Task to complete :: Would you please output the lines from the one holding "of the large" to the end of the entries, exactly and with no others?

Exercise inputs ::

══════════

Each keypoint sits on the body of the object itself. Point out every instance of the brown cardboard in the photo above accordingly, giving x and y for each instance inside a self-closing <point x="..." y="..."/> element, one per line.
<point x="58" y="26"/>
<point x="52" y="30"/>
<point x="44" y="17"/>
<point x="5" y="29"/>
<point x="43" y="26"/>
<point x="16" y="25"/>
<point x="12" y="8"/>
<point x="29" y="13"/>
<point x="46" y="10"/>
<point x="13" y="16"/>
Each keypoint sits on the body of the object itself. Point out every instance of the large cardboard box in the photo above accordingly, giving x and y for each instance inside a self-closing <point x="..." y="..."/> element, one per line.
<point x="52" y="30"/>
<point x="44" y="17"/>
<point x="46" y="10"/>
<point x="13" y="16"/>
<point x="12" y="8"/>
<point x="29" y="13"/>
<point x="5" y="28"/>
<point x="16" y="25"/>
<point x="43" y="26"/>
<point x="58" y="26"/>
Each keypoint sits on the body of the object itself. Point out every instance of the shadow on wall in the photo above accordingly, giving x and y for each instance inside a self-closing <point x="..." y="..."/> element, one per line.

══════════

Answer space ::
Each keypoint sits on the body of the object itself. Point out every instance of the large cardboard box in the photo above accordingly, giving x and y for each instance inside a self-closing <point x="..." y="..."/> element, one per line.
<point x="52" y="30"/>
<point x="44" y="17"/>
<point x="46" y="10"/>
<point x="13" y="16"/>
<point x="12" y="8"/>
<point x="29" y="13"/>
<point x="5" y="28"/>
<point x="16" y="25"/>
<point x="43" y="26"/>
<point x="58" y="26"/>
Each keypoint sits on the body of the object itself. Point out every instance of the shadow on wall in the photo above accordingly, giving x and y for each instance inside a self-closing <point x="..." y="..."/> element, one per line.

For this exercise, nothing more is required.